Provided entries —
☆ ☆ ☆
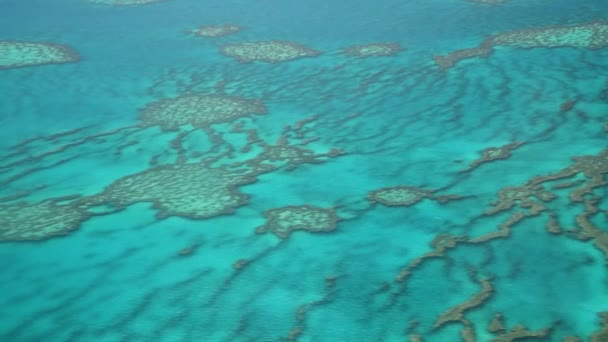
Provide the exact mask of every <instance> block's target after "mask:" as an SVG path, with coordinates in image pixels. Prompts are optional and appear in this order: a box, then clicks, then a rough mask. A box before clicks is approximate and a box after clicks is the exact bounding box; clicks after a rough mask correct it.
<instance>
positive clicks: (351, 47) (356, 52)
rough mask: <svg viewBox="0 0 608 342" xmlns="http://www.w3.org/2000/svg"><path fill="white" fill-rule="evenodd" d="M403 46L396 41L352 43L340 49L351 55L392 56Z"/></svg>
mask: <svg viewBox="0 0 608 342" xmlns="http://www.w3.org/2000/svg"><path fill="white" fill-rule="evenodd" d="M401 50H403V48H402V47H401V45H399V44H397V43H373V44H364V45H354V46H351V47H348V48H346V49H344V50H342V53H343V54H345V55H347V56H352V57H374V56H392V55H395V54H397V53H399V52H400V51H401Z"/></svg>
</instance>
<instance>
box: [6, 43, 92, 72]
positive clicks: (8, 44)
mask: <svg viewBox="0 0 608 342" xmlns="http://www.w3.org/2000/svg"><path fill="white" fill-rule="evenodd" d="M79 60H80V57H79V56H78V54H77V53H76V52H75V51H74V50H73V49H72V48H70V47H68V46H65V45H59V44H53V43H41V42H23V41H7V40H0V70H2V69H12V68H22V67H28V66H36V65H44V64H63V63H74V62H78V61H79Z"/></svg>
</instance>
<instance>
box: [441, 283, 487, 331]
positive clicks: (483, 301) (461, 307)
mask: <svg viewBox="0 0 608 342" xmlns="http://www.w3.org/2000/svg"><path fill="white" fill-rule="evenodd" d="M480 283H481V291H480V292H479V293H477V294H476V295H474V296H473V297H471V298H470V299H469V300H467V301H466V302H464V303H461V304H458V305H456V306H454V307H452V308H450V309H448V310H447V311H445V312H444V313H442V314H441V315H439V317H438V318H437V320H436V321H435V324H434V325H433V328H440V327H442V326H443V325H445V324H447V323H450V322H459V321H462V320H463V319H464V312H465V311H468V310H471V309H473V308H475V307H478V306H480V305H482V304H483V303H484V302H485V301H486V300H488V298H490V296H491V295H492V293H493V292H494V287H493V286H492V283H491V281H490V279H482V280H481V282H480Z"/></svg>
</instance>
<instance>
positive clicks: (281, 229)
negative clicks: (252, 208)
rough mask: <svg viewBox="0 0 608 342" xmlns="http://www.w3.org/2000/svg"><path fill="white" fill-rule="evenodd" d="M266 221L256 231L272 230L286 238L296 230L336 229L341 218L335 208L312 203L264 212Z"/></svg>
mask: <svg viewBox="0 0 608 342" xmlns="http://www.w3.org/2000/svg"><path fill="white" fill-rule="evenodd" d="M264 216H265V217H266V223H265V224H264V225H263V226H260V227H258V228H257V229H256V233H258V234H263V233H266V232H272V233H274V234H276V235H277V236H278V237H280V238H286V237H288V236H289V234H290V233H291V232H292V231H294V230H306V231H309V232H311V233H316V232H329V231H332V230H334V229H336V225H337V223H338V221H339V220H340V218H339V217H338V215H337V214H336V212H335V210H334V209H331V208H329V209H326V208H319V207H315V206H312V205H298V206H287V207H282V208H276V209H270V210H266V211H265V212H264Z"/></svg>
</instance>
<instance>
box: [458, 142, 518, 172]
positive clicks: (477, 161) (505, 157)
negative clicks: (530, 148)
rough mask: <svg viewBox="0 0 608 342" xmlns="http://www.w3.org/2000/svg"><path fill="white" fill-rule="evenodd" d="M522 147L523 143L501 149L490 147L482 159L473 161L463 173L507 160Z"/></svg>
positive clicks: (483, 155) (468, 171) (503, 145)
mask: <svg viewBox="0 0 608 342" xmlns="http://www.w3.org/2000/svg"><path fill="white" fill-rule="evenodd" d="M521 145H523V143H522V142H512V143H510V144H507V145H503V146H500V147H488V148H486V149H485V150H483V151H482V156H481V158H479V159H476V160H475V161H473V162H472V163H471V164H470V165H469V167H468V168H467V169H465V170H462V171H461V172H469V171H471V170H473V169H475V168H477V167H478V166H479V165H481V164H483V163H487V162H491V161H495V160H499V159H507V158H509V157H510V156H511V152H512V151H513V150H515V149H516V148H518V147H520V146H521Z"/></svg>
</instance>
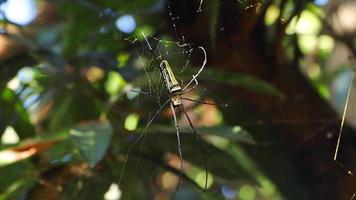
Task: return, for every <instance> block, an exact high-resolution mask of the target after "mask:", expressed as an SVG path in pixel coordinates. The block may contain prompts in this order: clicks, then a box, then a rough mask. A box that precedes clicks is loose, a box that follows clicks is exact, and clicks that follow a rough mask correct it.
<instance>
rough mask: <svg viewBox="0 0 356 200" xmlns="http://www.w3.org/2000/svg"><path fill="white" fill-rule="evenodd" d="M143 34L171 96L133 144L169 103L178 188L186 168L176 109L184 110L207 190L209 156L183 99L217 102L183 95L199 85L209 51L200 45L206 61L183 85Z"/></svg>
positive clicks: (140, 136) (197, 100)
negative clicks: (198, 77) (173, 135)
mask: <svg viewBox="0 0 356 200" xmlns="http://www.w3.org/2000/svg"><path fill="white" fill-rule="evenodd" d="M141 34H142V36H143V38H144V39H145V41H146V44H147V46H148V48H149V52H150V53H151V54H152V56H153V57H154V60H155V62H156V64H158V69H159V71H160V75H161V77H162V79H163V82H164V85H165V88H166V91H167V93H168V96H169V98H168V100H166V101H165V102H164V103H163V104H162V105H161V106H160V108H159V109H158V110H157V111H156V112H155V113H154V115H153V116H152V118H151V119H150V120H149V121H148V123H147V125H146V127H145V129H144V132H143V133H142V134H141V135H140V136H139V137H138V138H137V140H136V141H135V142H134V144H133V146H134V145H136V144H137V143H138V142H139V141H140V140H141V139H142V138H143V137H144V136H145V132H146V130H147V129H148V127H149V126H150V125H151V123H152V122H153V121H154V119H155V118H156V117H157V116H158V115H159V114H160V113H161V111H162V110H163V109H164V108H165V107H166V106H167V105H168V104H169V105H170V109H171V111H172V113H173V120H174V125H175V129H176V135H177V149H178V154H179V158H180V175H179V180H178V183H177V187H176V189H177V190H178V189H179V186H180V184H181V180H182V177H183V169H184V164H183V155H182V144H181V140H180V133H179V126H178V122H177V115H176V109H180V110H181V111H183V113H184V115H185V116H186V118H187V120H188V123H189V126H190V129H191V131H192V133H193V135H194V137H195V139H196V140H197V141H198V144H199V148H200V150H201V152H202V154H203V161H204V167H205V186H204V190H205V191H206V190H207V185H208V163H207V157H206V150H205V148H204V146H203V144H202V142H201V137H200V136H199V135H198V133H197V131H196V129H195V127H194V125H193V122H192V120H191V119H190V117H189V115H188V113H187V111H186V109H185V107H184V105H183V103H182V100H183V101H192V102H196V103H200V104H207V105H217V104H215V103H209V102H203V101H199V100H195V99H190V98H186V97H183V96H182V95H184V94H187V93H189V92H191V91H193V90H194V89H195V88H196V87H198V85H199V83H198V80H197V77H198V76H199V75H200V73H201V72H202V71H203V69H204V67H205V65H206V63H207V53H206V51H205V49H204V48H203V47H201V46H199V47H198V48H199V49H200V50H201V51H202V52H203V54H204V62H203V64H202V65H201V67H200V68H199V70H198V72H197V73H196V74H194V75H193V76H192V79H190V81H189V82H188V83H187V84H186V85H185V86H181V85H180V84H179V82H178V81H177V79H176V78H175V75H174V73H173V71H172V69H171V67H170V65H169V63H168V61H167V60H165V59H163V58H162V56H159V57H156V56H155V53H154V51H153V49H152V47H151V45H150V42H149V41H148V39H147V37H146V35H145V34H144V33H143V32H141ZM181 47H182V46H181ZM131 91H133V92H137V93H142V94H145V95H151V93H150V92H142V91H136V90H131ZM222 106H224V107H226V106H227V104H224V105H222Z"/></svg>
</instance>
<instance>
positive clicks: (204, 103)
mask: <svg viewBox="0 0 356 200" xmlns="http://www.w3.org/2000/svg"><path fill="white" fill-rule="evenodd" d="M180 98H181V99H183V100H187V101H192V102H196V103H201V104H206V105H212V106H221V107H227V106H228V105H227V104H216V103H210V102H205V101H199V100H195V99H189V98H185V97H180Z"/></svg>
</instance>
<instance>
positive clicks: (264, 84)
☆ ☆ ☆
Activity —
Reproduce the records word for word, starting at the beginning and ending with the line that contains "46L396 41L352 43L340", with both ends included. Leave the pictures out.

Solution to this exercise —
Provide the exact mask of every <instance> block's target after "mask:" as an SVG path, with coordinates in image pixels. Prompts are optional and appear in this order: a box, then clicks, then a rough mask. A box before clicks is approximate and a box after clicks is the exact bounding box; clicks after a rough mask correct it.
<instance>
positive clicks: (351, 47) (356, 52)
rough mask: <svg viewBox="0 0 608 342" xmlns="http://www.w3.org/2000/svg"><path fill="white" fill-rule="evenodd" d="M403 46L396 41L352 43L340 49L351 55L392 56Z"/></svg>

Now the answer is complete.